Exercise details ▸ Rewrite everything from the start of the rows below down to and including the line containing "819), (1238, 819)]" as a Markdown table with the columns Line No. and Text, numbering each line and omitting blank lines.

Raw data ▸
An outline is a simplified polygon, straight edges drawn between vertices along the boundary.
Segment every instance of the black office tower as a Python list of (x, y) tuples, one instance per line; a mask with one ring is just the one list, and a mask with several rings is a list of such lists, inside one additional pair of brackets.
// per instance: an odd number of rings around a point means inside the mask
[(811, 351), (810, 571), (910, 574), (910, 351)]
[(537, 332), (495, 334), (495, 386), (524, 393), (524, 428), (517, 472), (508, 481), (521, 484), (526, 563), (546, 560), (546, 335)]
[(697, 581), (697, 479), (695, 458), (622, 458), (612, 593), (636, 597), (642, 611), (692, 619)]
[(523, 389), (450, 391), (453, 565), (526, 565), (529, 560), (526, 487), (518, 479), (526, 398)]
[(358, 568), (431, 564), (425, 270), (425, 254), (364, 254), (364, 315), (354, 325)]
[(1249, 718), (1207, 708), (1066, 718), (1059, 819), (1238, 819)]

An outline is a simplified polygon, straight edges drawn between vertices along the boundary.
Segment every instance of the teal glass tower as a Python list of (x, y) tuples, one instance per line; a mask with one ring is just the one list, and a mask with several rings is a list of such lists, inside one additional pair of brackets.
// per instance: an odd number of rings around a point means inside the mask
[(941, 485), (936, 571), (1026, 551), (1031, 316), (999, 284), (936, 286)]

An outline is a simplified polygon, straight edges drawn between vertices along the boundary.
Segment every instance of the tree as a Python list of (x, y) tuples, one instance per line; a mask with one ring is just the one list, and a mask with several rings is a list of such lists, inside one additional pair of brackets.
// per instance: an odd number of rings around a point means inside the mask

Output of the task ▸
| Line No. | Text |
|---|---|
| 1 | An outline is a simplified polygon, straight edges drawn between vertices along the boundary. |
| 2 | Segment every instance of the black office tower as a Python list of (x, y) tuples, one instance per line; a mask with one ring is just the one list, and a mask with several rings is a list of such lists, inside one additional pair of brackets. |
| 3 | // per instance: an odd number of rings around a point means inside the mask |
| 4 | [(811, 351), (810, 571), (910, 574), (910, 351)] |
| 5 | [(537, 332), (495, 334), (495, 386), (524, 393), (524, 428), (517, 472), (508, 481), (521, 484), (526, 563), (546, 560), (546, 335)] |
| 6 | [(697, 581), (697, 479), (695, 458), (622, 458), (612, 593), (636, 597), (642, 611), (692, 619)] |
| 7 | [(523, 389), (450, 391), (453, 565), (526, 565), (529, 560), (526, 487), (518, 479), (526, 398)] |
| 8 | [(358, 568), (431, 564), (425, 270), (425, 254), (364, 254), (364, 315), (354, 325)] |
| 9 | [(1249, 718), (1207, 708), (1066, 718), (1059, 819), (1238, 819)] |